ЗАПИСИ ДЛЯ ОБРАБОТКИ:
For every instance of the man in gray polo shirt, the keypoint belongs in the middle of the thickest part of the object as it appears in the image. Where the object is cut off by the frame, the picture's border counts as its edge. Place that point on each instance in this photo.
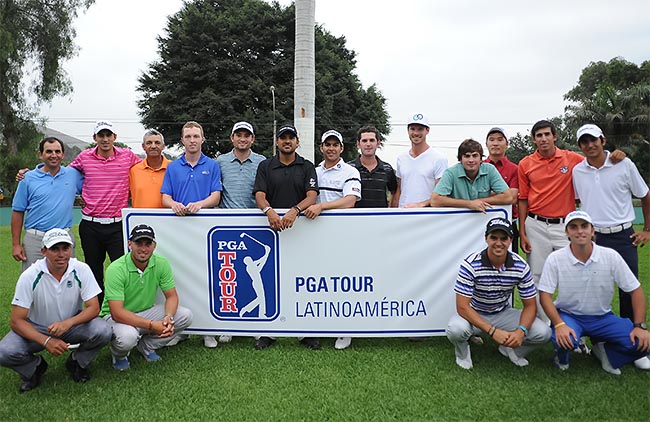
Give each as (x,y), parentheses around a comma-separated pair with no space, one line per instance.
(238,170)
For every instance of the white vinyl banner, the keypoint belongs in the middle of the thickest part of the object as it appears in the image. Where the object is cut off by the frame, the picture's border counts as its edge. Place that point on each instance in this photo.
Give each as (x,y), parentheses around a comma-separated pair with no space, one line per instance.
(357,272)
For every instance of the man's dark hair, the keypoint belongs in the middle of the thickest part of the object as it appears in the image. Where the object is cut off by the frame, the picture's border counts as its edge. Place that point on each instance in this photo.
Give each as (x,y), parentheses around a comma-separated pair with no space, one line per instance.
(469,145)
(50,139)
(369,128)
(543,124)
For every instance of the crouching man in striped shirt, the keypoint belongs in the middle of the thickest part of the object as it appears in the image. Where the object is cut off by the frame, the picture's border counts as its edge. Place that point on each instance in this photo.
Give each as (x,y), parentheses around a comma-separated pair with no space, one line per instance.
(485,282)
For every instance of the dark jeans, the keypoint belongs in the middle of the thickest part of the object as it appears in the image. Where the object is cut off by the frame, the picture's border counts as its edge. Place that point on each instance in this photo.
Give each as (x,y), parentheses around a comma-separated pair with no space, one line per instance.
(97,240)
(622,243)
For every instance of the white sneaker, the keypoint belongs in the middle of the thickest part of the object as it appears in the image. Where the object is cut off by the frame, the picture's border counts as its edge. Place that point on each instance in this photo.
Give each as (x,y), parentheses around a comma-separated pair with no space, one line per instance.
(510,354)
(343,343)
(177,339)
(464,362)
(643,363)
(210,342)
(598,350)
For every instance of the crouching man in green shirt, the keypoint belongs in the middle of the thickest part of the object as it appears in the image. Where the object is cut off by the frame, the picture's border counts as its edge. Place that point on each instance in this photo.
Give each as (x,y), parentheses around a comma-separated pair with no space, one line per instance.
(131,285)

ФОРМУЛИРОВКА ЗАДАНИЯ:
Приведите заново часть записей выше, которая открывается строкой, содержащей «For every instance of the crouching man in green», и закрывается концом записей, вместе с запросами. Сдвиньте каждую координату в ответах, прибавив к ней −64.

ПИСЬМЕННОЕ РЕШЕНИЕ:
For every instance of the crouching man in green shirt, the keypoint belongs in the middle of the thickest part of the object as it appears in the image. Where the object is cut off by the frame, the picture's border counts as its edge. Place that point on each instance in this photo.
Give each as (x,y), parentheses around a comma-separated pair with no space, one line per instance.
(67,221)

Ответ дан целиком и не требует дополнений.